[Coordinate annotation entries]

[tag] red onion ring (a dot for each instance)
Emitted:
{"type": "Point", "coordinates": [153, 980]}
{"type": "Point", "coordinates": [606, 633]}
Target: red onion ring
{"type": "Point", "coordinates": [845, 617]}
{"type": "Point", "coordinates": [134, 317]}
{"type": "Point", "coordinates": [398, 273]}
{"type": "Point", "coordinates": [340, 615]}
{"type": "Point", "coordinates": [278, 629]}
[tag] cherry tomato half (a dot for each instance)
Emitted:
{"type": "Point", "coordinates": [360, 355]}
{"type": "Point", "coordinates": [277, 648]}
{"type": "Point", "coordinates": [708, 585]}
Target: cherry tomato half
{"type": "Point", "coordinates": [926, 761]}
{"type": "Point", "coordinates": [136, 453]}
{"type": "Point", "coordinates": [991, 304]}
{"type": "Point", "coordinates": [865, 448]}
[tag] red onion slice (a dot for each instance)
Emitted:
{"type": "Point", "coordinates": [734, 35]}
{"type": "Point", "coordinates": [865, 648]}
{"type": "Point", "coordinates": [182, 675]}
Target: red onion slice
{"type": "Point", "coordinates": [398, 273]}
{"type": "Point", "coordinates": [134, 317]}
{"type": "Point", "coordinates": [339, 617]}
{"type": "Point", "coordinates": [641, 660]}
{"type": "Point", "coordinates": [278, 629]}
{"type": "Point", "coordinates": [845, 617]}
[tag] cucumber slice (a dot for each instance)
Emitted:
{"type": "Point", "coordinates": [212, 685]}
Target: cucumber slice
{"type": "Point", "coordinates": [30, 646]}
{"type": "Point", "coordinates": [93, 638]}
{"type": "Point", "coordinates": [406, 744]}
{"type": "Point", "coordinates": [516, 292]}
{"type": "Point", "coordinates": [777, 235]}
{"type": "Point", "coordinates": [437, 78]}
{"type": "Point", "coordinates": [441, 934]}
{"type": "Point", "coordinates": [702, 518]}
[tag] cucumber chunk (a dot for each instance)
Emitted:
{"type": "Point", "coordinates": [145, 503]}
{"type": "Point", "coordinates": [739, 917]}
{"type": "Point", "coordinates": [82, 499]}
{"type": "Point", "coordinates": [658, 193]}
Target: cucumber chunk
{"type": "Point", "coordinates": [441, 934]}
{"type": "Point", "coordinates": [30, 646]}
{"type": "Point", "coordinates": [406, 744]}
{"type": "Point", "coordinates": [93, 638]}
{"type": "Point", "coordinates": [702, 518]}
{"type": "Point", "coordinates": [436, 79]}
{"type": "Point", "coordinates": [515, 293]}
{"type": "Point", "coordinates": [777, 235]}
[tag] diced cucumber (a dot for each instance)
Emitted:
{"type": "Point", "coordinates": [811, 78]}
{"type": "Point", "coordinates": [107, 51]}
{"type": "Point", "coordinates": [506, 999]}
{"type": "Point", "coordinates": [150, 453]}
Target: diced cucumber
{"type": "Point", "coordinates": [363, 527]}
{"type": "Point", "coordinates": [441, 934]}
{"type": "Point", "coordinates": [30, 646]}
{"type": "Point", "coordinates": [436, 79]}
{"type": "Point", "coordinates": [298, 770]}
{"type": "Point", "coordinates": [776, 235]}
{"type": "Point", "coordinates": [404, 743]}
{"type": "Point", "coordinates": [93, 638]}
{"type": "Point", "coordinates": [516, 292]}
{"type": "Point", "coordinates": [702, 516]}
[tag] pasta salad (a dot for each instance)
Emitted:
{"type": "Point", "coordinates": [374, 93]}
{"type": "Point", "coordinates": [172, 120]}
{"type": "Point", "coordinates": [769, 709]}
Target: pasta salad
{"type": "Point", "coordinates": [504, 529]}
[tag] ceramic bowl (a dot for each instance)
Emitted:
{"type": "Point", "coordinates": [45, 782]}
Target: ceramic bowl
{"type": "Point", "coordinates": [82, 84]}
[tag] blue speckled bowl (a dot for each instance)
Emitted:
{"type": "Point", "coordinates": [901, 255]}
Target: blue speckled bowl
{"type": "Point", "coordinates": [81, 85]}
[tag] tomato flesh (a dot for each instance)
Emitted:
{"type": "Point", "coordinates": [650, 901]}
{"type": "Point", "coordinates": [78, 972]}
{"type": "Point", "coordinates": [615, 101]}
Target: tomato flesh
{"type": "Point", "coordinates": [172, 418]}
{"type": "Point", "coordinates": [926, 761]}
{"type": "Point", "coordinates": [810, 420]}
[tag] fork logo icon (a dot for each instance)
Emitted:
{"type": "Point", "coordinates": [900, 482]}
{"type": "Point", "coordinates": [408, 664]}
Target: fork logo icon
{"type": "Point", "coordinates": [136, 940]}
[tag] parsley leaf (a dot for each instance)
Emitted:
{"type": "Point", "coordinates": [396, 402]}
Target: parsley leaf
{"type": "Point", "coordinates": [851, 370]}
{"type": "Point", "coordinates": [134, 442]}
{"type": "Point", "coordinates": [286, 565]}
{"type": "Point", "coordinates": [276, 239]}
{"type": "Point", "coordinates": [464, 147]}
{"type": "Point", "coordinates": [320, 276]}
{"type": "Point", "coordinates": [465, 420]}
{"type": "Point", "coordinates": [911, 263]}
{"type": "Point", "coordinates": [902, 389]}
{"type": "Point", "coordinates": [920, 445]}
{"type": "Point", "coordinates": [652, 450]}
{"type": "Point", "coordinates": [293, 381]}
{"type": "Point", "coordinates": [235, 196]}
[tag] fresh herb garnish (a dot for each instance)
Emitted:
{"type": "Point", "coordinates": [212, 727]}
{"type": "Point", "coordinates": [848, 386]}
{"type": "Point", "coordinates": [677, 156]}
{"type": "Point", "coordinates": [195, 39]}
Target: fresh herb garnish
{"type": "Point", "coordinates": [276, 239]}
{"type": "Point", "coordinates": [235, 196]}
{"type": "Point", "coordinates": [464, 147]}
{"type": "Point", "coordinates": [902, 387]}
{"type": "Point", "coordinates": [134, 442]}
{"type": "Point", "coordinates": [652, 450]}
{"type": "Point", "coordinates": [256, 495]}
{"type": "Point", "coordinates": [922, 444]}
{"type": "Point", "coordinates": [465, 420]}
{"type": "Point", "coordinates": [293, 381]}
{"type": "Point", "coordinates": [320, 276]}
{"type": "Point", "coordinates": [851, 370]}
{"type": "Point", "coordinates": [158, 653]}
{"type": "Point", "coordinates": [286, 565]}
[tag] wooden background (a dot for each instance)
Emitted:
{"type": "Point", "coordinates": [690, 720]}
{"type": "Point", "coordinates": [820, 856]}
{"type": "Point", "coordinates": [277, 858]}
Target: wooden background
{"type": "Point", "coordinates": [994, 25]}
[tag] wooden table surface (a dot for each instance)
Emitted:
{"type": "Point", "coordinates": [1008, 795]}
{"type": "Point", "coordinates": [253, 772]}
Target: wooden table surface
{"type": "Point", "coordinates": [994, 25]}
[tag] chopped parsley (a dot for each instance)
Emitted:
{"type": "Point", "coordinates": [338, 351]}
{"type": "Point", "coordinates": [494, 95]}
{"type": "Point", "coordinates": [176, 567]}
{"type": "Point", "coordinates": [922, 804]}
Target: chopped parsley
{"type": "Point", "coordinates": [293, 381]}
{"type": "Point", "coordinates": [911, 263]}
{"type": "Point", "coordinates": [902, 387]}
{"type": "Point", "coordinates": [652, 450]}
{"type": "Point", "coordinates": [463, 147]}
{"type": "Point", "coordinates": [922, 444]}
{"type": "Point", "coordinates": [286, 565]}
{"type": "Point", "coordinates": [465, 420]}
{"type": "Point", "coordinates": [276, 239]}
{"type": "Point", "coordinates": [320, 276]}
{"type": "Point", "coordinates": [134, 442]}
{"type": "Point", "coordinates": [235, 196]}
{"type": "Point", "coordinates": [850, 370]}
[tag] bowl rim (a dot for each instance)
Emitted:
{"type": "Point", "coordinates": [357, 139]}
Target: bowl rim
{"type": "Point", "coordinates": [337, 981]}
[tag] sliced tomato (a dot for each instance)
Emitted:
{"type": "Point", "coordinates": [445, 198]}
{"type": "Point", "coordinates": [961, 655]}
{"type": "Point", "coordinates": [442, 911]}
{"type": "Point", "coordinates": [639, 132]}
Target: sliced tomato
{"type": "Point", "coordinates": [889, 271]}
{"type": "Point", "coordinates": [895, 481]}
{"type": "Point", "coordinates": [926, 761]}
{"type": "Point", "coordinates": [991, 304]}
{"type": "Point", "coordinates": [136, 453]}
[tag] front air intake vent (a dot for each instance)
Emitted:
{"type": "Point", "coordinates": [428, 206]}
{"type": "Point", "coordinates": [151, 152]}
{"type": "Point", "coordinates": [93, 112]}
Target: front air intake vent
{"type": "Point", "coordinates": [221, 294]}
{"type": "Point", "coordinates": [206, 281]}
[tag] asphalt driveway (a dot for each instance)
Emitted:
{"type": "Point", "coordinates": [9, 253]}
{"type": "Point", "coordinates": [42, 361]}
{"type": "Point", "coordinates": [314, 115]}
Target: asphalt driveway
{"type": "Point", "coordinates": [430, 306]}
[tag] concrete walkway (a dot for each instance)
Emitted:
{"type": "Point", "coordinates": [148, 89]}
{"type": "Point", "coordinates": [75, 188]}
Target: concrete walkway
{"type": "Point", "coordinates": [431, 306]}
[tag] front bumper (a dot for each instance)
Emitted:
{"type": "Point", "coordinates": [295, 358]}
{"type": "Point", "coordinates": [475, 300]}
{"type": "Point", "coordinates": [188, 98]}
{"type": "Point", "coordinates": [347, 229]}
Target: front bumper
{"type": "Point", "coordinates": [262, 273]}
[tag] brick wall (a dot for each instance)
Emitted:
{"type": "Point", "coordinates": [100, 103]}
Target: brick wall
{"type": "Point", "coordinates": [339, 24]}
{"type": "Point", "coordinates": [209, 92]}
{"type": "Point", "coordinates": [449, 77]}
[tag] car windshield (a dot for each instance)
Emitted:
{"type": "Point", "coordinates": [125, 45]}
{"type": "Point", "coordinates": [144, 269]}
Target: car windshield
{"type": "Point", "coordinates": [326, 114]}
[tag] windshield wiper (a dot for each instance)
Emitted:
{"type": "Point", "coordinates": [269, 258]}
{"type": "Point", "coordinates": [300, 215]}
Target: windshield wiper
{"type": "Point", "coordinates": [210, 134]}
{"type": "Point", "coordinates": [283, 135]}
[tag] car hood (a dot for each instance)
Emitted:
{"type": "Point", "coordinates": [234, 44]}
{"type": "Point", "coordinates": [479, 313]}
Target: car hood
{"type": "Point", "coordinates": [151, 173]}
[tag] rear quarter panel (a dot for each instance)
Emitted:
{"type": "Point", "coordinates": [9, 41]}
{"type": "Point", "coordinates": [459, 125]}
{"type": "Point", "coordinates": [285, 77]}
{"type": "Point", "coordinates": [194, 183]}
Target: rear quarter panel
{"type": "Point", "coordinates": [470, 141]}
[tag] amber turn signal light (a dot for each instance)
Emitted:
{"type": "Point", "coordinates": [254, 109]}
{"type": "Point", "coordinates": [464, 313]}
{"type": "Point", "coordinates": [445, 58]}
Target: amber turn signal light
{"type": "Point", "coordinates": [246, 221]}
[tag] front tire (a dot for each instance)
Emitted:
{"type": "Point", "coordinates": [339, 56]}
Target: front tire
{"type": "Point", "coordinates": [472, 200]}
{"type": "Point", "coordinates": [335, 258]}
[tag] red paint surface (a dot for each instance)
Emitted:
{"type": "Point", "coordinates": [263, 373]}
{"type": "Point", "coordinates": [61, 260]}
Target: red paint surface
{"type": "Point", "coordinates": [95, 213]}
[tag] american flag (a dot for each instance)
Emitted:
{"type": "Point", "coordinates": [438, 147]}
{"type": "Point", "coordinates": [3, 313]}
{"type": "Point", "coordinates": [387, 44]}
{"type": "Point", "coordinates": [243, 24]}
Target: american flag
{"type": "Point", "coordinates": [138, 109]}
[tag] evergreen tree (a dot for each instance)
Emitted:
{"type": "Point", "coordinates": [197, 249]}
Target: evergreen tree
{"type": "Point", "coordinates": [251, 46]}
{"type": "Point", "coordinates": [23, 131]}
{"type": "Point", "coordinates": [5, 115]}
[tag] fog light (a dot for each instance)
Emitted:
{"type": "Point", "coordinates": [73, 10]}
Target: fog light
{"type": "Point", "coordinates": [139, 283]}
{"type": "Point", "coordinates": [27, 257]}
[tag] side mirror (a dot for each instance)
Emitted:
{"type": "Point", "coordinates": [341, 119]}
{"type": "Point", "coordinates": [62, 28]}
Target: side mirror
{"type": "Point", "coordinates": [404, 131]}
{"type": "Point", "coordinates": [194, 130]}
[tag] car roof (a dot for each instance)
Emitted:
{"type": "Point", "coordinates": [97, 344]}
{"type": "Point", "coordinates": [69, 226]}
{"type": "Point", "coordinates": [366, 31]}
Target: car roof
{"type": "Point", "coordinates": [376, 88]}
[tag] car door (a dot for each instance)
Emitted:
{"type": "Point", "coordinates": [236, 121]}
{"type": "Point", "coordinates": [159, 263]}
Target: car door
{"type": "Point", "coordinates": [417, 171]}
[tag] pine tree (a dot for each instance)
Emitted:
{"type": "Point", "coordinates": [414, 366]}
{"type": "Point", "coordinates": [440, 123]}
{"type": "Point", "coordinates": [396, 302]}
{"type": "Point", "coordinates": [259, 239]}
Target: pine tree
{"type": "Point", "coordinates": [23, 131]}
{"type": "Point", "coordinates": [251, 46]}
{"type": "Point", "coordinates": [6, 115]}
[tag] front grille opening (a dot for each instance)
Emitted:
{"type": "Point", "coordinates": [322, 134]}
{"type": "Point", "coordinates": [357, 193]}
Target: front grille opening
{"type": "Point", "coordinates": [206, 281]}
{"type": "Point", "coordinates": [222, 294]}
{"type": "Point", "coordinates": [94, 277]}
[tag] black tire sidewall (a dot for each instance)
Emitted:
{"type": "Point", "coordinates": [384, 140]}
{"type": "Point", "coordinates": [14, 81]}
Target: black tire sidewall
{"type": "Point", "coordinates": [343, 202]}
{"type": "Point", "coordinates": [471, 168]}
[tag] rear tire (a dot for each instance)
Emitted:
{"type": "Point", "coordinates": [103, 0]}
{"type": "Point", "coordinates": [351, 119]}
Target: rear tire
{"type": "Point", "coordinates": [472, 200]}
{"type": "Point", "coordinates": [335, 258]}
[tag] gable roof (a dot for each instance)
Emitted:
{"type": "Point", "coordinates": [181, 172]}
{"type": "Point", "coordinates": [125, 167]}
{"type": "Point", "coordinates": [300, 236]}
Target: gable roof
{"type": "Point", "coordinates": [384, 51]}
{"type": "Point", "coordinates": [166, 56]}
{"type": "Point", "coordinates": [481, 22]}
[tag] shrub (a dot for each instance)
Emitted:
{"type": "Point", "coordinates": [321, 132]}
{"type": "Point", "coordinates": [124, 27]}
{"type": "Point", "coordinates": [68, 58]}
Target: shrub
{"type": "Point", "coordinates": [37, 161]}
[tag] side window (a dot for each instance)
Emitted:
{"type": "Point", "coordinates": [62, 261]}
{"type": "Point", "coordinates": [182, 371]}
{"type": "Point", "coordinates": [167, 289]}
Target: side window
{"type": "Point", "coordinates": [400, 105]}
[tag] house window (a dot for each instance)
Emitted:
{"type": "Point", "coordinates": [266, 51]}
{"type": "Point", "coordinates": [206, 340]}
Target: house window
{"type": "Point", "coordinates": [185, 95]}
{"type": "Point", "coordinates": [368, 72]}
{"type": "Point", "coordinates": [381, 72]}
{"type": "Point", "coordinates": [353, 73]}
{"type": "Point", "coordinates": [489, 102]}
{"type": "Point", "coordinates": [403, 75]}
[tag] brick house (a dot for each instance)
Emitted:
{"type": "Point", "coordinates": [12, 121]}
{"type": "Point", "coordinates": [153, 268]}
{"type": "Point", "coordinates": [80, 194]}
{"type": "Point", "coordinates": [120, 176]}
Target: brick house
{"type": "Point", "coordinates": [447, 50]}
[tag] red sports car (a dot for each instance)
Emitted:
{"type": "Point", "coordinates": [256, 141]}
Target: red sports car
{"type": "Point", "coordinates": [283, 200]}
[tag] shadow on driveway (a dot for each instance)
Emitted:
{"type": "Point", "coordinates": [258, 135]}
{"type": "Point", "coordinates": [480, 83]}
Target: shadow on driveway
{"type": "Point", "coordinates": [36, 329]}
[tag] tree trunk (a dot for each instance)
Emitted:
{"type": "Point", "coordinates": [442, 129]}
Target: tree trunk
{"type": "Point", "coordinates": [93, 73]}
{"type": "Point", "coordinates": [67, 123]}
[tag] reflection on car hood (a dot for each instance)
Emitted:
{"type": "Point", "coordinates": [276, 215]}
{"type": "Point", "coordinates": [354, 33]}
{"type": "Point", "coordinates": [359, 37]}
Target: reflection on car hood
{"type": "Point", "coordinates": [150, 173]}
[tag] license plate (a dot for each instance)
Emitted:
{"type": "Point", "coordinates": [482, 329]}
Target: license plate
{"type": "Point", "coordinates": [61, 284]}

(What this task involves): In the entries above, find the line containing "[tag] shrub (a dot for each instance)". Set down that line and every line after it through the last one, exactly and alone.

(Full solution):
[tag] shrub (a dot for each instance)
Emitted:
{"type": "Point", "coordinates": [321, 132]}
{"type": "Point", "coordinates": [124, 27]}
{"type": "Point", "coordinates": [68, 58]}
Target: shrub
{"type": "Point", "coordinates": [37, 161]}
[tag] side window (a dot for each instance)
Emitted:
{"type": "Point", "coordinates": [62, 261]}
{"type": "Point", "coordinates": [182, 371]}
{"type": "Point", "coordinates": [167, 289]}
Target: side window
{"type": "Point", "coordinates": [400, 105]}
[tag] house window (a dot for each instance)
Emitted:
{"type": "Point", "coordinates": [266, 51]}
{"type": "Point", "coordinates": [206, 340]}
Target: house window
{"type": "Point", "coordinates": [185, 95]}
{"type": "Point", "coordinates": [368, 72]}
{"type": "Point", "coordinates": [381, 72]}
{"type": "Point", "coordinates": [353, 73]}
{"type": "Point", "coordinates": [489, 102]}
{"type": "Point", "coordinates": [403, 75]}
[tag] brick house (a dot for each instance)
Emitted:
{"type": "Point", "coordinates": [12, 121]}
{"type": "Point", "coordinates": [153, 268]}
{"type": "Point", "coordinates": [80, 194]}
{"type": "Point", "coordinates": [120, 176]}
Target: brick house
{"type": "Point", "coordinates": [447, 50]}
[tag] red sports car (a dot for each instance)
Emitted:
{"type": "Point", "coordinates": [256, 141]}
Target: red sports car
{"type": "Point", "coordinates": [283, 200]}
[tag] shadow on driveway (a dot for each instance)
Emitted:
{"type": "Point", "coordinates": [258, 135]}
{"type": "Point", "coordinates": [480, 83]}
Target: shadow on driveway
{"type": "Point", "coordinates": [36, 329]}
[tag] tree trunk (a dot for each instance)
Emitted:
{"type": "Point", "coordinates": [442, 129]}
Target: tree trunk
{"type": "Point", "coordinates": [93, 73]}
{"type": "Point", "coordinates": [67, 123]}
[tag] reflection on car hood (a dot for each instance)
Emitted:
{"type": "Point", "coordinates": [276, 215]}
{"type": "Point", "coordinates": [354, 33]}
{"type": "Point", "coordinates": [359, 37]}
Target: reflection on car hood
{"type": "Point", "coordinates": [150, 173]}
[tag] license plate (a dot for each instance)
Emitted:
{"type": "Point", "coordinates": [482, 329]}
Target: license plate
{"type": "Point", "coordinates": [61, 284]}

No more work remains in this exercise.